---------- SOURCE TEXT ----------

The state’s top court said the grievances of the appellants did not entitle them to compensation. “With respect to their public nuisance claim, though Plaintiffs’ grievances are legitimate, they do not fall within the scope of our State’s public nuisance statute,” the court wrote.

The ruling affirmed a lower court ruling where the judge concluded that “simply being connected to a historical event does not provide a person with unlimited rights to seek compensation”.

The suit was filed by survivors Viola Fletcher, 110, and Lessie Benningfield Randle, 109. The third, Hughes Van Ellis, died last year at 102. The case was filed under Oklahoma’s public nuisance law and the trio argued that violence and destruction wrought on the “Black Wall Street” area more than a century ago continues to resonate today, the BBC reported.

The Tulsa County sheriff, county commissioners and the Oklahoma Military Department were named as defendants in the suit, the BBC added.

Tulsa’s Black Wall Street was a prosperous Black community that had a large working-class population, including doctors, lawyers, and other professionals. However, resentment toward Black prosperity caused a white mob to kill hundreds of residents, burn more than 1,250 homes, and erase years of Black success.

Besides the destruction of properties, the 1921 massacre also destroyed inheritance that could be passed to generations. “When the violence ended, Tulsa Negroes were homeless,” the Journal of Black Studies noted in 1972.

The case may be the last opportunity for survivors Fletcher and Randle to receive compensation for the devastating attack, according to the BBC.

“There is no going to the United States Supreme Court. There is no going to the federal court system. This is it,” their attorney, Damario Solomon-Simmons, previously argued in a legal brief.

Meanwhile, the attorney of the remaining survivors said the victims plan to file a petition for the Oklahoma Supreme Court to rehear the case and reconsider their decision.

----------

:: TASK LIST ::
• 1. Rewrite the passage of the Tulsa lawsuit article from "Besides the destruction" to "to the BBC.", changing "the 1921 massacre" to "the 1921 Tulsa race massacre".
• 2. According to the Tulsa lawsuit article, who were named as defendants in the suit?
The lines that come next have no connection to the article about the Tulsa massacre lawsuit.

---------- SUPPLIED MATERIAL ----------

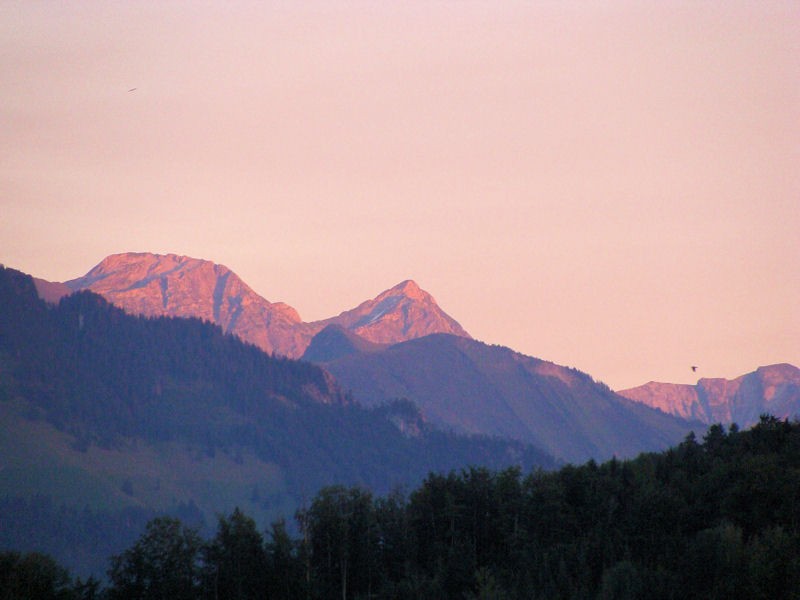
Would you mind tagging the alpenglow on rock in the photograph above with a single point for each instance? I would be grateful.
(180, 286)
(774, 389)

----------

:: EXPECTED OUTPUTS ::
• 1.
Besides the destruction of properties, the 1921 Tulsa race massacre also destroyed inheritance that could be passed to generations. “When the violence ended, Tulsa Negroes were homeless,” the Journal of Black Studies noted in 1972.

The case may be the last opportunity for survivors Fletcher and Randle to receive compensation for the devastating attack, according to the BBC.

• 2. The Tulsa County sheriff, county commissioners and the Oklahoma Military Department.